* _Exercise instructions_
Print back each record unchanged, without pictures.

* _Items from a data source_
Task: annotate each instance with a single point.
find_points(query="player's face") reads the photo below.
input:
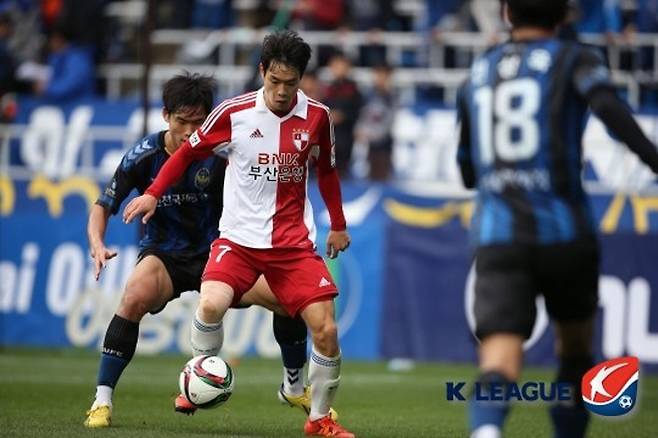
(183, 123)
(280, 83)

* _Output below_
Task: annotate each instance with a single point.
find_points(query="player's face") reads the photo below.
input:
(183, 123)
(280, 83)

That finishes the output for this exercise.